Still, Russo does create some moments of surprise and tension. At times, characters are killed off unexpectedly or the psychotic family members show up in places you don’t expect. At other times, burgeoning heroes don’t step in to save the day but, instead, look out for their own interests. But, at its core, this is little more than a Texas Chainsaw Massacre wanna-be with more of a focus on religiosity.
Toward the end of Midnight, when things are heating up, when the book should be getting exciting, here's what happens: a two-page description of a new character shopping for Easter egg dye, with a lengthy description of the history of the country store she is shopping at. It's like a reverse editor worked on this book and instead of taking out all the boring parts, left them in and took out the exciting parts instead.
A family with a satanist obsessive mother and four kids will embark on a journey of depraved, evil and sick desires to please Satan. The children will have their first kill, a local boy who will be caught in one of their traps and repeatedly smashed in the head with a shovel. A runaway girl will be caught and locked in a cage until a ritual begins. The witches are normal law abiding citizens but under the surface is the ultimate evil. One of the kidnapped girls step father is also one complete sick prick.
I really love anything that has to do with the occult. This books read like an 80's horror movie and that's what I liked about it.
The few things I didn't like were, the stepfather was a horrible, ridiculous excuse for a man. There really wasn't much backstory. I mean they told how the kids became the way they were but they never told how the mother ended up the way she was (in the end) and the freaking ending. I mean really? You couldn't throw in a few pages to give us a true ending.
Shame on Burning Bulb Publishing. And I mean serious shame. This ebook was unreadable, I used the "look inside" option on the paperback and found it to be of the same quality. I have to think they had someone read it out loud from a copy of the original paperback and used talk to text. Or maybe the original paperback was that bad too. Either way, any publisher who publishes a book with errors and typos on every page has no business making books.
The word "cataclysm" was used in place of "catechism" which did give me a pretty good laugh. There was one line in the second chapter where a girl is giving confession to a priest. The priest asks: "Did you fail to tell some senior were guilty of?"
What??
I can only imagine that line was supposed to read: "Did you fail to tell some sin you were guilty of?" hence my talk to text theory.
One star because I can't give zero. Publishers who put out material like this with zero work or knowledge put into it flat out offend me.
As far as my review of the story, I can only say it was terrible. An actual editor might have helped, sure. But not much.

##############################

Goals
**1)** In the reviews of Midnight, why does one reviewer suspect the publisher used talk to text? Answer in one to three sentences.
**2)** Please continue the reviews of Midnight from the end of the last sentence shown.

(Entries from a dataset)
##############################

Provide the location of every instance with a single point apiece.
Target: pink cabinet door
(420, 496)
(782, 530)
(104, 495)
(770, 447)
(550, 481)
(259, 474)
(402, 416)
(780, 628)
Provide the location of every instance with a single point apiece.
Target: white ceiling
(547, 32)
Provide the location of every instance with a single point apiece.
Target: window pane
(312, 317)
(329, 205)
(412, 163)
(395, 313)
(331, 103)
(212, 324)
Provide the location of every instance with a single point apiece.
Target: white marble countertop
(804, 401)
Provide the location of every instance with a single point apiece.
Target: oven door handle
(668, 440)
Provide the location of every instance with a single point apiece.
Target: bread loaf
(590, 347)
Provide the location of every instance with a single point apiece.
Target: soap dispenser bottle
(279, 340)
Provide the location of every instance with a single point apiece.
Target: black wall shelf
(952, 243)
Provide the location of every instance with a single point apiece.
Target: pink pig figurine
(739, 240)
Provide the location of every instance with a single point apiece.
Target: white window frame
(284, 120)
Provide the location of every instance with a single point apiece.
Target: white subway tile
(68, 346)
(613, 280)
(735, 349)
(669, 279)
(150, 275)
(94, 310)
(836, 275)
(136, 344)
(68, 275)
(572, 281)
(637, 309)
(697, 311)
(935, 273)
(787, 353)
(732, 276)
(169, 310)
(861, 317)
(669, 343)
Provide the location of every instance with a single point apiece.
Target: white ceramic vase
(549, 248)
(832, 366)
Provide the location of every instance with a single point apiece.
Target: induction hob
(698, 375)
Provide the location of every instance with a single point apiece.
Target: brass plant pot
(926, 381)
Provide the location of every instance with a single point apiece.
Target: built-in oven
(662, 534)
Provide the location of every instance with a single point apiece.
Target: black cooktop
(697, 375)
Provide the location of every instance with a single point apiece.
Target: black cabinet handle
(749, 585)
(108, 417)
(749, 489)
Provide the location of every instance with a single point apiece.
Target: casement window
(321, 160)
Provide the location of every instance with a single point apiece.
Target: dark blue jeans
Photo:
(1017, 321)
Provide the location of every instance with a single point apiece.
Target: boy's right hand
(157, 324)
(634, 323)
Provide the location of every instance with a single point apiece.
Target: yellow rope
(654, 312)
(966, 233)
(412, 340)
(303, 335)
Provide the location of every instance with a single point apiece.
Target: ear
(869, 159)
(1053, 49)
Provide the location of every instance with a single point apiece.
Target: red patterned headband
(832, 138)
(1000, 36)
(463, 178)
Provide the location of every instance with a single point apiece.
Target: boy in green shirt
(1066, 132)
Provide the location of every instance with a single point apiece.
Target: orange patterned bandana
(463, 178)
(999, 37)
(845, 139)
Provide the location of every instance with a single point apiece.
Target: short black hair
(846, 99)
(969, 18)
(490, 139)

##############################

Answers for this exercise
**1)** In the second chapter, a priest asks, "Did you fail to tell some senior were guilty of?" The reviewer believes this was meant to read "Did you fail to tell some sin you were guilty of?" This kind of sound-alike error is why the reviewer suspects someone read the original paperback aloud into talk to text.

**2)**
Midnight by John Russo is about a runaway girl who escapes her creepy police officer stepdad and hitches a ride with two guys on their way to Florida for spring break. The other point of view is about a satanic cult who are looking for women for an Easter ritual, and they believe they are descendants of witches.
I love horror books from the 80s because you don't get this type of horror anymore. You can feel the nostalgia, and the horror is much more potent and uncut. I love Russo's writing, and this story kept me on the edge. The ending is for people who like to see scoops of ice cream fall from kids' cones.
I give Midnight by John Russo 🎃🎃🎃🎃🎃 out of five jack-o'-lanterns.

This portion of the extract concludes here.